§ **PROMPT**
Would you print out all of the data exactly and keep the pictures out of it?

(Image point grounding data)
++++++

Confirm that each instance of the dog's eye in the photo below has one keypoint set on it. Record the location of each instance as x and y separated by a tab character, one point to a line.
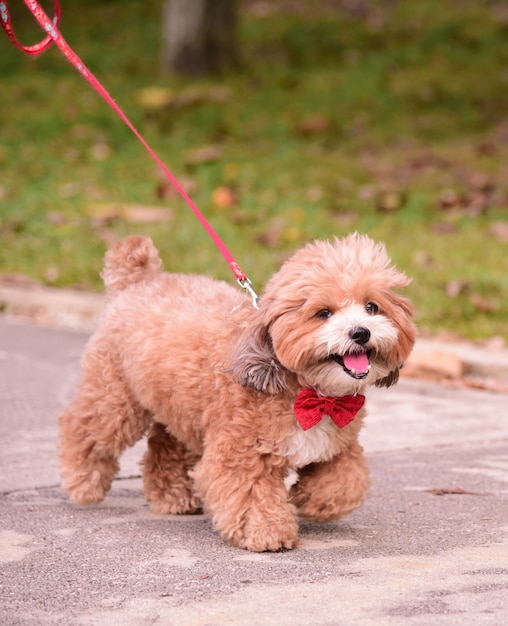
324	314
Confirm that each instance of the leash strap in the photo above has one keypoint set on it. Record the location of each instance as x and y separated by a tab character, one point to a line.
54	35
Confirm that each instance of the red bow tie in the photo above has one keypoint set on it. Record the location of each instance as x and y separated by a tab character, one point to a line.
311	408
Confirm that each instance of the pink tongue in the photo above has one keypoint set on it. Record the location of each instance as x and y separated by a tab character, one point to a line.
358	363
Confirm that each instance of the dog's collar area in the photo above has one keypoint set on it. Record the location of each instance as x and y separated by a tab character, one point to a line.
356	364
310	408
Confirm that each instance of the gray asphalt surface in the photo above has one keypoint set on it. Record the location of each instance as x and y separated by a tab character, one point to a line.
429	547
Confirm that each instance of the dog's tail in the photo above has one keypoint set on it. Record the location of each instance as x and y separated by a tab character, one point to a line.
132	260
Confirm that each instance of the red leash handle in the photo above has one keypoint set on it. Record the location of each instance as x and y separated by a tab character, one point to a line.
51	27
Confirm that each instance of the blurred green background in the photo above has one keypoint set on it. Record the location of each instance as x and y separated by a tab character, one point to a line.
387	117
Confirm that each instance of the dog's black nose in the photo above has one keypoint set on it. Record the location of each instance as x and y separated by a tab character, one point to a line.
360	334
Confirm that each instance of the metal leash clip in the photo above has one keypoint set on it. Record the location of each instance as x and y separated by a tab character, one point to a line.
246	283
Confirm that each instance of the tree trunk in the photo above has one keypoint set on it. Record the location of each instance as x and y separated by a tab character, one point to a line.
199	36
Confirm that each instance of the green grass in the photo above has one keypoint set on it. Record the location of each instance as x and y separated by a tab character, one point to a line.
412	97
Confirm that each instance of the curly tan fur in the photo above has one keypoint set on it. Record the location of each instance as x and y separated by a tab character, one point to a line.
212	381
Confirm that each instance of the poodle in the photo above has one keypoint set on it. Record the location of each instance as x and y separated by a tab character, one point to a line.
251	414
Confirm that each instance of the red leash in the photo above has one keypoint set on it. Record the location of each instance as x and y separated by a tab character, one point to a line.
54	36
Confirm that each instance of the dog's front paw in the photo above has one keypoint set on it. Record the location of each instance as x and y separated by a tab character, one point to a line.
267	537
86	489
166	504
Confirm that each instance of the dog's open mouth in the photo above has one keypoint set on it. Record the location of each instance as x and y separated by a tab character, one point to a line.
356	364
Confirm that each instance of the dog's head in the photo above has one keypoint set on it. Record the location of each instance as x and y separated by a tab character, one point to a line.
330	319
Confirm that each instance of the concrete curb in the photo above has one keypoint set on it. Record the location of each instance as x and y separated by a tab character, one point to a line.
484	366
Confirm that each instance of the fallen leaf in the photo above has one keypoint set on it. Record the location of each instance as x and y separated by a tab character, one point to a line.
456	287
449	199
224	197
153	98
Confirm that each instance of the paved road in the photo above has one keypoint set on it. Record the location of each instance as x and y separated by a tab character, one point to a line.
409	556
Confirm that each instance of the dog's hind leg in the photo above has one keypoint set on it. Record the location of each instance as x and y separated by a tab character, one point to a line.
101	421
332	490
166	465
244	491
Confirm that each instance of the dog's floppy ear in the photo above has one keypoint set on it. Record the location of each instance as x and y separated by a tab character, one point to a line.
253	362
390	380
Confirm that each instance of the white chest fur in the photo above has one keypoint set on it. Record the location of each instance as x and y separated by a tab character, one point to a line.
319	443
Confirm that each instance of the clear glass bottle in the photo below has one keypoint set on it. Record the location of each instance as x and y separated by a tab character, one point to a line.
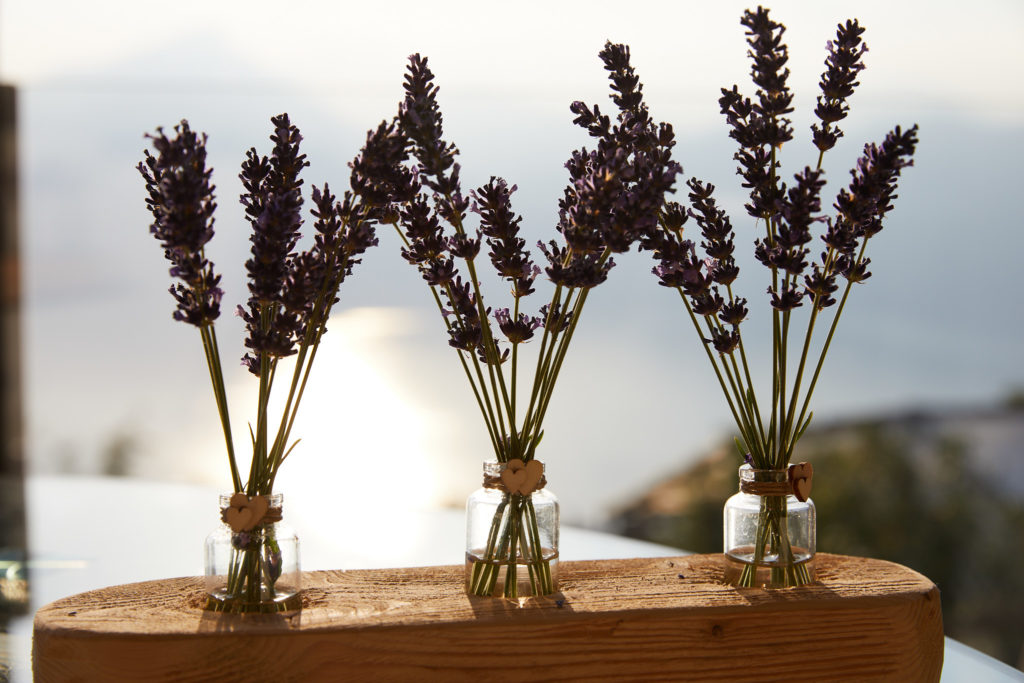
500	526
255	570
769	535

++++++

§ **OUTPUT FOR THIS EXERCISE**
Confirm that each instance of the dog's eye in the photo below has one keypoint set on it. Record the location of each instance as x and y separated by a tab character, one point to a line.
324	314
Confirm that each instance of the leash strap in the photo above has one keypoint set on it. Record the location of each instance as x and y separated by a tab character, one point to a line.
54	35
Confirm that each instance of the red bow tie in the photo above has one keypoint set on it. Record the location of each instance as x and y separated by a tab character, one point to a line.
311	408
Confirm that each instance of the pink tongue in the photo above has one keypoint set on it. Record the location of each instance as x and y separated by a tab character, one point to a line.
358	363
Confirm that each instance of the dog's collar area in the photo above has one keypoint set on it. Record the location of each instance as x and y separated by a tab character, one point to a line.
356	364
310	408
Confirm that each instance of the gray asphalt surface in the photo above has one keypoint set on it. Record the location of each instance as x and y separated by a tab character, one point to a line.
429	547
Confirm that each instance of the dog's tail in the photo above has one keypoint set on it. Record the location of each instance as x and y separated by a tab character, one point to a line.
132	260
Confirm that each instance of the red leash handle in the photo above has one keypoint set on it. Record the location of each instance as x and y separated by a tab character, one point to a line.
51	27
Confirm that each instance of the blurred green background in the photo above has one keypoint set on it. Record the location of each instance as x and y separated by a tab character, one point to a line.
387	117
Confirm that each instance of the dog's black nose in the photo above has one keypoint set on it. Record the location of each instance as x and y separated by a tab character, one point to a line.
360	334
Confirm that each instance of the metal leash clip in the photo above has one keypoint set on it. Record the location of each instance as x and y separated by a tab character, one point to a line.
246	283
Confirm that each instance of the tree trunk in the photo above has one keypoint set on it. Record the location of each instance as x and y separated by a tab character, one point to a line.
199	36
Confirm that each instance of the green grass in the photo above has one keypoint set on it. Record the location of each instance as x and y separated by a tab character, one point to a line.
412	97
Confirm that each instance of the curly tan fur in the photo above has one keypoint set on it. Record the location of each instance as x and y separated by a tab character, one point to a line.
212	381
Confirm that each instance of the poodle in the photo above has one keypoint set on it. Record the location of each instance as x and y separated by a tab character, one point to a line.
251	414
Confirm that each instance of the red leash in the photo above has one keypoint set on it. Record the location of each instance as x and y separated by a tab character, one point to a line.
54	36
Confirm that each instance of the dog's front paw in the photo above has one keypoint set on it. Record the location of each instance as x and y separated by a tab character, one point to a line.
267	537
86	489
166	504
Confirm that each instance of the dog's open mouth in the photo above has one keypoint set on it. Record the location of each instance as x and y separated by a tab character, one point to a line.
356	364
Confirm that each instance of the dog's head in the photo above has one keypoint set on it. Record the location of each instance as x and y separated by a tab character, one point to a line.
330	319
Confirm that each instance of the concrete curb in the photo above has one keypoint set on it. Record the location of each instance as x and y separated by a tab character, one point to a line.
484	366
Confirm that each instance of the fallen leaf in the photo above has one keypoint set on it. Record the location of each instance as x and y separated by a tab character, one point to a line.
456	287
449	199
224	197
153	98
Confirm that each instance of the paved road in the photo above has one keypoint set on it. Record the location of each instance as x and y separated by a tab character, one point to a line.
409	556
Confirm that each instance of the dog's hind leg in the photo above has one keypoint set on it. Record the location of each instance as x and y separated by a tab character, one point to a line.
101	421
332	490
166	465
244	491
Confirm that each instance of the dog's floppy ear in the photo above has one keypoint set on it. Record the location of each instance as x and y separated by a tab character, one point to a line.
253	362
390	380
Confirm that each instance of the white chest fur in the photo above has one keypoint set on it. Record the location of each instance as x and y separated by a tab character, one point to a line.
319	443
Confirm that each instance of the clear glass bottle in the photo below has one keypoint set on it. Record the location of each instance as x and y separated by a tab character, one point to a line.
500	526
255	570
769	535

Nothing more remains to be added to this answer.